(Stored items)
________

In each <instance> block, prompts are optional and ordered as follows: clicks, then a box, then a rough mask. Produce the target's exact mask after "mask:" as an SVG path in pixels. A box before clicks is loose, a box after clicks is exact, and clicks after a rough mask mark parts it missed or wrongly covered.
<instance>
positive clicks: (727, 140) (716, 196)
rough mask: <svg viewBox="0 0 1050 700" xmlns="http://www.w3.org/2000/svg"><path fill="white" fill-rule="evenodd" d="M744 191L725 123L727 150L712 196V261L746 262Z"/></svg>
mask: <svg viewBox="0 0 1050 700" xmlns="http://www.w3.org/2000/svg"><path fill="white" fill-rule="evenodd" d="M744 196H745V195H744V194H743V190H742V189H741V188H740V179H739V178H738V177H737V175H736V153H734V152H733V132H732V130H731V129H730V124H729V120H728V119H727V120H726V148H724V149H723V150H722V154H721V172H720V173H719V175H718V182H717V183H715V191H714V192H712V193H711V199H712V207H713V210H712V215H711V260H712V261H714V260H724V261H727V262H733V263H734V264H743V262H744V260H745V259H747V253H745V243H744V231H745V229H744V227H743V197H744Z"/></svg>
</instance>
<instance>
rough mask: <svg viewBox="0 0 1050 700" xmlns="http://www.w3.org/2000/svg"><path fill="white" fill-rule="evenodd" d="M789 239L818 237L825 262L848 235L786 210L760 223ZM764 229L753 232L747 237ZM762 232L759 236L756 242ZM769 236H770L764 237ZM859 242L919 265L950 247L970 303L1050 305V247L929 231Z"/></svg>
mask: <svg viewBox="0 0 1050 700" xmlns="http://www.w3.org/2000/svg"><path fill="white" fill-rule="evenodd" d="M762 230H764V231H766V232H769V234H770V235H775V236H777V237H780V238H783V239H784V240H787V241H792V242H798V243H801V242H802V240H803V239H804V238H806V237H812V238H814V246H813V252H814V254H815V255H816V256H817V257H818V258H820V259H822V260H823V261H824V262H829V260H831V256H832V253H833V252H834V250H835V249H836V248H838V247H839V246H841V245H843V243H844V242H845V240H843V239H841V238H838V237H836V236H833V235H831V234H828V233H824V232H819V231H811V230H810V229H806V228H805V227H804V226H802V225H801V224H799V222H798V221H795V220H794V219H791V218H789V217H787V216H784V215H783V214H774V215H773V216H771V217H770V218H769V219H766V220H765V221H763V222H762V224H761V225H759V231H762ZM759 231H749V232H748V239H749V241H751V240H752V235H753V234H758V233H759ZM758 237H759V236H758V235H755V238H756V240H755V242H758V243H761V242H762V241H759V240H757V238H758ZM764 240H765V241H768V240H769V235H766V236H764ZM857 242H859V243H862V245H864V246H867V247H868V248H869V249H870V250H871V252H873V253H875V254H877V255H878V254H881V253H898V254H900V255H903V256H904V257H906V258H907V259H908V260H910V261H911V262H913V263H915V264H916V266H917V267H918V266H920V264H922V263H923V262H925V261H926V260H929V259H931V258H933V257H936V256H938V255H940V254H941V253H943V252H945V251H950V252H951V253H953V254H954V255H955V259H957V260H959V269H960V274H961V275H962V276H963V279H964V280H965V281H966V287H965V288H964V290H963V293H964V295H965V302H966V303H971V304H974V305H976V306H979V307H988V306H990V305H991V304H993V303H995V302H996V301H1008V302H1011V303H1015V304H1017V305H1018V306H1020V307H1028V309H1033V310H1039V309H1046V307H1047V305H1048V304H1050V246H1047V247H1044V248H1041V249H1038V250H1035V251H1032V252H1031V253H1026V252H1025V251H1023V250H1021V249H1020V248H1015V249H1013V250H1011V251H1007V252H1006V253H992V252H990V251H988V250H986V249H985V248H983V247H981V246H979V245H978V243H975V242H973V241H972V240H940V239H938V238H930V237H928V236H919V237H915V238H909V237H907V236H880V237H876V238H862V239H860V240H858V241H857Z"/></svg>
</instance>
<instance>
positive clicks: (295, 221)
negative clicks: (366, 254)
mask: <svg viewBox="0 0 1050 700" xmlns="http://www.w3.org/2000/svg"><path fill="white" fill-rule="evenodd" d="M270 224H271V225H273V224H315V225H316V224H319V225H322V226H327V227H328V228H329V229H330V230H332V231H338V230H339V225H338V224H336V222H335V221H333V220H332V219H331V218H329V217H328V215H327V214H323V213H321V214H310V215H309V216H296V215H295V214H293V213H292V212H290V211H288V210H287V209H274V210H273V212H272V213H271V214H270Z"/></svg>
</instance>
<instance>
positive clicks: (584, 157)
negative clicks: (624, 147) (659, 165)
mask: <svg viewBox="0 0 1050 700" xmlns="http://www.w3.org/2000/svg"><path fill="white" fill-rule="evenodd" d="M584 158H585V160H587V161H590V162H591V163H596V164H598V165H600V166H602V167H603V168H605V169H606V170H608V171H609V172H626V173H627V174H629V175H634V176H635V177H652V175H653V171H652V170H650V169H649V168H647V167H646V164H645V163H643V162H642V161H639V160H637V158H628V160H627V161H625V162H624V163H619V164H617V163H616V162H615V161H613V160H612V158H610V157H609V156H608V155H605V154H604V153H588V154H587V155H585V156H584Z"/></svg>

________

• **What is being asked**
Give back every one of the stored lines above, character for character, from the first line to the last.

• **Response to this task**
In each <instance> block, prompts are optional and ordered as follows: clicks, then a box, then a rough mask. Produce the target's exact mask after "mask:" as an SVG path in pixels. A box before clicks is loose, a box after clicks is exact, and clicks after a rough mask mark parts it missed or wrongly covered.
<instance>
positive clicks: (727, 140) (716, 196)
rough mask: <svg viewBox="0 0 1050 700" xmlns="http://www.w3.org/2000/svg"><path fill="white" fill-rule="evenodd" d="M744 191L725 123L727 150L712 196V261L746 262Z"/></svg>
mask: <svg viewBox="0 0 1050 700" xmlns="http://www.w3.org/2000/svg"><path fill="white" fill-rule="evenodd" d="M744 196H745V195H744V194H743V190H742V189H741V188H740V179H739V178H738V177H737V175H736V153H734V152H733V132H732V130H731V129H730V124H729V120H728V119H727V120H726V148H724V149H723V150H722V154H721V172H720V173H719V175H718V182H717V183H715V191H714V192H712V193H711V199H712V207H713V210H712V215H711V260H712V261H714V260H724V261H727V262H733V263H734V264H743V262H744V260H745V259H747V253H745V243H744V231H745V229H744V227H743V197H744Z"/></svg>
</instance>
<instance>
rough mask: <svg viewBox="0 0 1050 700" xmlns="http://www.w3.org/2000/svg"><path fill="white" fill-rule="evenodd" d="M789 239L818 237L825 262L848 235L786 210L760 223ZM764 229L753 232L747 237ZM762 232L759 236L756 242ZM769 236H770L764 237ZM859 242L919 265L950 247L970 303L1050 305V247L929 231Z"/></svg>
mask: <svg viewBox="0 0 1050 700" xmlns="http://www.w3.org/2000/svg"><path fill="white" fill-rule="evenodd" d="M762 230H764V231H766V232H769V234H770V235H775V236H777V237H780V238H783V239H784V240H787V241H792V242H798V243H801V242H802V240H803V239H804V238H806V237H812V238H814V246H813V252H814V254H815V255H816V256H817V257H818V258H820V259H822V260H823V261H824V262H829V260H831V256H832V253H833V252H834V250H835V249H836V248H838V247H839V246H841V245H843V243H844V242H845V240H843V239H841V238H838V237H836V236H833V235H831V234H828V233H824V232H819V231H811V230H810V229H806V228H805V227H804V226H802V225H801V224H799V222H798V221H795V220H794V219H791V218H789V217H787V216H784V215H783V214H774V215H773V216H771V217H770V218H769V219H766V220H765V221H763V222H762V224H761V225H759V231H762ZM759 231H749V232H748V239H749V241H751V240H752V235H753V234H758V233H759ZM758 237H759V236H758V235H755V238H756V240H755V242H758V243H761V242H762V241H759V240H757V238H758ZM764 240H765V241H768V240H769V235H766V236H764ZM857 242H859V243H862V245H864V246H867V247H868V248H869V249H870V250H871V252H873V253H875V254H877V255H878V254H881V253H898V254H900V255H903V256H904V257H906V258H907V259H908V260H910V261H911V262H913V263H915V264H916V266H917V267H918V266H920V264H922V263H923V262H925V261H926V260H929V259H931V258H933V257H936V256H938V255H940V254H941V253H943V252H945V251H950V252H951V253H953V254H954V255H955V259H957V260H959V269H960V274H961V275H962V276H963V279H964V280H965V281H966V287H965V288H964V290H963V293H964V295H965V302H966V303H971V304H974V305H976V306H979V307H988V306H990V305H991V304H993V303H995V302H996V301H1008V302H1011V303H1015V304H1017V305H1018V306H1020V307H1028V309H1033V310H1039V309H1046V307H1047V305H1048V304H1050V246H1047V247H1044V248H1041V249H1038V250H1035V251H1032V252H1031V253H1026V252H1025V251H1023V250H1021V249H1020V248H1015V249H1013V250H1011V251H1007V252H1006V253H992V252H990V251H988V250H986V249H985V248H983V247H981V246H979V245H978V243H975V242H973V241H972V240H940V239H938V238H930V237H928V236H919V237H915V238H909V237H907V236H880V237H876V238H862V239H860V240H858V241H857Z"/></svg>
</instance>
<instance>
positive clicks: (295, 221)
negative clicks: (366, 254)
mask: <svg viewBox="0 0 1050 700" xmlns="http://www.w3.org/2000/svg"><path fill="white" fill-rule="evenodd" d="M270 224H271V225H273V224H315V225H316V224H319V225H322V226H327V227H328V228H329V229H330V230H332V231H338V230H339V225H338V224H336V222H335V221H333V220H332V219H331V218H329V217H328V215H327V214H323V213H321V214H310V215H309V216H296V215H295V214H293V213H292V212H290V211H288V210H287V209H274V210H273V212H272V213H271V214H270Z"/></svg>
</instance>
<instance>
positive clicks: (584, 157)
negative clicks: (624, 147) (659, 165)
mask: <svg viewBox="0 0 1050 700" xmlns="http://www.w3.org/2000/svg"><path fill="white" fill-rule="evenodd" d="M584 158H585V160H587V161H590V162H591V163H596V164H598V165H600V166H602V167H603V168H605V169H606V170H608V171H609V172H626V173H627V174H629V175H634V176H635V177H652V175H653V171H652V170H650V169H649V168H647V167H646V164H645V163H643V162H642V161H639V160H637V158H628V160H627V161H625V162H624V163H619V164H617V163H616V162H615V161H613V160H612V158H610V157H609V156H608V155H605V154H604V153H588V154H587V155H585V156H584Z"/></svg>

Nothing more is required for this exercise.